Patteson’s followers we are told by Yonge “had deeply to drink of the cup of agony” Atkin was to die on the 27th from tetanus “his whole nervous system being jerked and strained to pieces” and his last words “I want nothing but to die.” Stephen lingered on in agony with an arrow wound in his lung, dying from tetanus on 29th of September. Bishop Patteson was 44 years of age, Atkin was 29, and Stephen about 25.

It was the news of the martyrdom of Bishop Patteson which stirred the British Government into passing laws to control the labour trade for the Queensland and Fijian plantations in the South Pacific.[10] Professor Max Muller predicted in a letter to The Times in 1872: “In the distant future, depend upon it, the name of Patteson will live in every cottage, in every school and Church of Melanesia, not as the name of a fabulous saint or martyr, but as the never to be forgotten name of a good, a brave, a God-fearing and God-loving man.”[11] This was not to prove an exaggeration, rather Muller had underestimated the legacy of his friend. Today not only do hundreds of Melanesians name their children after him but also their churches. Thousands attend his feast day and by the people he is remembered as both saint and martyr. The cross in Nukapu which marks the place where he was killed reads “His life was taken by those for whom he would gladly have given it.”

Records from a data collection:
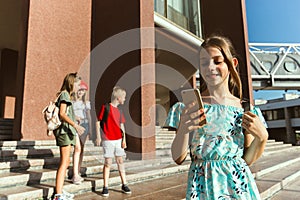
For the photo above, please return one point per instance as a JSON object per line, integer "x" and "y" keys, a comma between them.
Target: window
{"x": 276, "y": 114}
{"x": 185, "y": 14}
{"x": 290, "y": 66}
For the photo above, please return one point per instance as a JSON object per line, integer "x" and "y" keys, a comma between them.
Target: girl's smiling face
{"x": 80, "y": 93}
{"x": 76, "y": 86}
{"x": 213, "y": 67}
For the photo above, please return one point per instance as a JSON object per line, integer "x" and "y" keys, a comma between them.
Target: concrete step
{"x": 276, "y": 180}
{"x": 45, "y": 189}
{"x": 162, "y": 188}
{"x": 290, "y": 191}
{"x": 30, "y": 173}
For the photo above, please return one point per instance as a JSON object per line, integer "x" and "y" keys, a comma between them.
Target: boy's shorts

SET EXERCISE:
Summarize the passage about Bishop Patteson's death and legacy in two sentences.

TASK RESPONSE:
Patteson's companions Atkin and Stephen both died in agony from tetanus, and the news of Patteson's martyrdom stirred the British Government to pass laws controlling the labor trade for the Queensland and Fijian plantations. Max Muller predicted in 1872 that Patteson's name would live on across Melanesia, and today hundreds of Melanesians name their children and churches after him, thousands attend his feast day, and he is remembered as both saint and martyr.